• 課題
1 - 絵手紙の基本についての文章を、一字も変えずに全文書き写すこと。
2 - 一覧から、文字列「street」を含む行をすべて抜き出すこと。大文字と小文字は区別する。
### 抜粋
私たちの絵手紙の基本を知る
地球・絵手紙ネットグループでは、今まで私たちが作りあげた絵手紙の基本を大切にしてこれからも後世に伝えていきたいと考えています。
特別企画として自宅で一人でも学べる「地球・絵手紙の基本」を二回にわたって特集します。また、今号より「絵手紙教室」でも、より具体例を紹介していきますので、併せて参考にしてください。
筆記具別の描き方 ㈠
絵手紙は誰でも、どこでも描けます。上手下手もなく心を伝えることが大事です。絵手紙は、線に、色に、文章に心が出ると言っております。
筆記用具によって、線が異なり 心の表現も変わります。
線の基本は鉛筆ですが、いろいろな線の特色をもう一度考えてみたいと思います。
描き方の第一歩は
①本物をよく見て、感じて描く。
②写真や絵を見て描かない。
######
### 提示データ
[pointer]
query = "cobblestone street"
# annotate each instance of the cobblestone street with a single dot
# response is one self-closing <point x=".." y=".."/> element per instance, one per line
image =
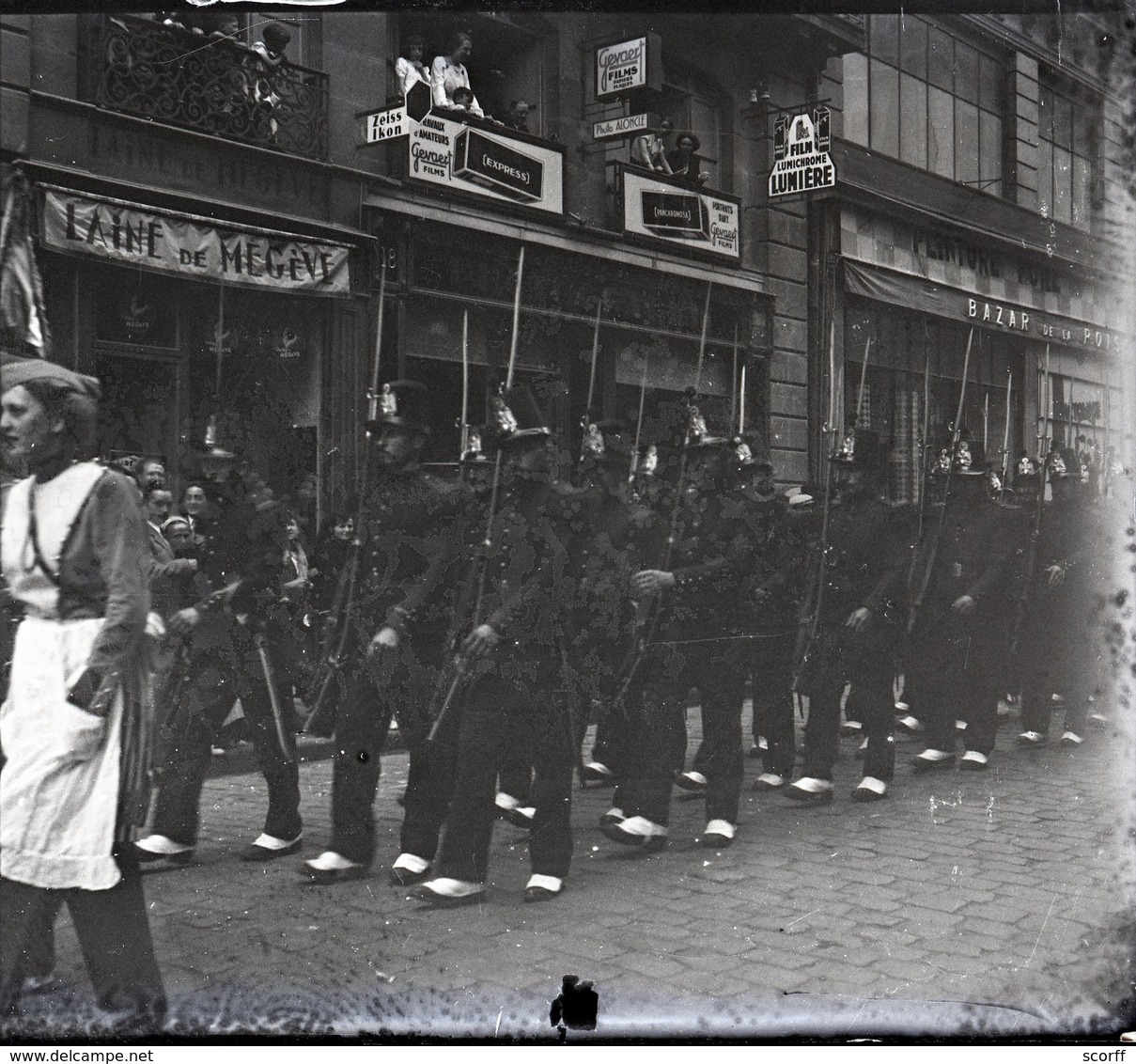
<point x="965" y="902"/>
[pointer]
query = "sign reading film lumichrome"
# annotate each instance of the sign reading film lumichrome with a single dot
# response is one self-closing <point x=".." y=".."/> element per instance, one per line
<point x="471" y="159"/>
<point x="627" y="65"/>
<point x="694" y="218"/>
<point x="801" y="158"/>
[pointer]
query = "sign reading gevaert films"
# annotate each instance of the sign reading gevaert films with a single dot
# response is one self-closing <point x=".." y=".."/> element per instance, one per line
<point x="626" y="126"/>
<point x="801" y="158"/>
<point x="189" y="247"/>
<point x="476" y="161"/>
<point x="627" y="65"/>
<point x="706" y="221"/>
<point x="385" y="124"/>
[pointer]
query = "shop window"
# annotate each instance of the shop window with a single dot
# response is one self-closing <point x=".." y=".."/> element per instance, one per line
<point x="928" y="98"/>
<point x="1066" y="145"/>
<point x="506" y="63"/>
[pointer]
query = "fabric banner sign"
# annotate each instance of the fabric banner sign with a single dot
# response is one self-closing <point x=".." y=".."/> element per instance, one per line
<point x="918" y="293"/>
<point x="133" y="235"/>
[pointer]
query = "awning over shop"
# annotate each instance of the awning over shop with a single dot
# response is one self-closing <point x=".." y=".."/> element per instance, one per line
<point x="192" y="247"/>
<point x="929" y="297"/>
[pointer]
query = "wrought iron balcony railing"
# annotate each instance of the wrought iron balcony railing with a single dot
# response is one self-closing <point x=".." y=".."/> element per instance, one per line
<point x="212" y="85"/>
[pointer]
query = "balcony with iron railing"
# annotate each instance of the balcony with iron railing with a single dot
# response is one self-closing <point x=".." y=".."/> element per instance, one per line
<point x="211" y="85"/>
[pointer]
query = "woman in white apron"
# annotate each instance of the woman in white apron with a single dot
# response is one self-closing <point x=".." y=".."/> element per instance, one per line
<point x="75" y="722"/>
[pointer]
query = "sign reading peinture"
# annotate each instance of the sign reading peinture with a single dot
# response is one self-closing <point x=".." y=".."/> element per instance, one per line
<point x="696" y="218"/>
<point x="190" y="247"/>
<point x="473" y="159"/>
<point x="801" y="158"/>
<point x="627" y="65"/>
<point x="386" y="124"/>
<point x="614" y="128"/>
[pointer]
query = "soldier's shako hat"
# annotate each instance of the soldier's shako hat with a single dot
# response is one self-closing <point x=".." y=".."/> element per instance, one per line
<point x="403" y="405"/>
<point x="860" y="450"/>
<point x="516" y="417"/>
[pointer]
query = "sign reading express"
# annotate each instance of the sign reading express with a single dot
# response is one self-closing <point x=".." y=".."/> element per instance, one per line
<point x="469" y="159"/>
<point x="179" y="244"/>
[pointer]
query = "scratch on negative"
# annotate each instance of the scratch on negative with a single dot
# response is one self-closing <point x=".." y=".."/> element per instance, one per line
<point x="1039" y="933"/>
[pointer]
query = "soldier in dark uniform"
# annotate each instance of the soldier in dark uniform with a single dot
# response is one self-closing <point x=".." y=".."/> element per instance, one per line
<point x="511" y="666"/>
<point x="957" y="615"/>
<point x="234" y="652"/>
<point x="695" y="644"/>
<point x="396" y="641"/>
<point x="1056" y="652"/>
<point x="855" y="628"/>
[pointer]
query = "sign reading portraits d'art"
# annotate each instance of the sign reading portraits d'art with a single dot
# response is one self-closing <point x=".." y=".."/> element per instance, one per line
<point x="132" y="234"/>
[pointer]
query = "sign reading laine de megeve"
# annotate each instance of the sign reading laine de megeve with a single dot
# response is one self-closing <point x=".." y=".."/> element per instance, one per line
<point x="189" y="247"/>
<point x="696" y="218"/>
<point x="471" y="159"/>
<point x="626" y="65"/>
<point x="801" y="158"/>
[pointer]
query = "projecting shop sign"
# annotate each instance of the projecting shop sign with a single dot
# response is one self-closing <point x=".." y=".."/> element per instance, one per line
<point x="189" y="247"/>
<point x="802" y="163"/>
<point x="703" y="221"/>
<point x="476" y="161"/>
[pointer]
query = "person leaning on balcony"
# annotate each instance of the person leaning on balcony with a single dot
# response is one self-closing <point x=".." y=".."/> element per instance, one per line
<point x="411" y="70"/>
<point x="650" y="151"/>
<point x="449" y="73"/>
######
• 解答
1 -
私たちの絵手紙の基本を知る
地球・絵手紙ネットグループでは、今まで私たちが作りあげた絵手紙の基本を大切にしてこれからも後世に伝えていきたいと考えています。
特別企画として自宅で一人でも学べる「地球・絵手紙の基本」を二回にわたって特集します。また、今号より「絵手紙教室」でも、より具体例を紹介していきますので、併せて参考にしてください。
筆記具別の描き方 ㈠
絵手紙は誰でも、どこでも描けます。上手下手もなく心を伝えることが大事です。絵手紙は、線に、色に、文章に心が出ると言っております。
筆記用具によって、線が異なり 心の表現も変わります。
線の基本は鉛筆ですが、いろいろな線の特色をもう一度考えてみたいと思います。
描き方の第一歩は
①本物をよく見て、感じて描く。
②写真や絵を見て描かない。

2 -
query = "cobblestone street"
# annotate each instance of the cobblestone street with a single dot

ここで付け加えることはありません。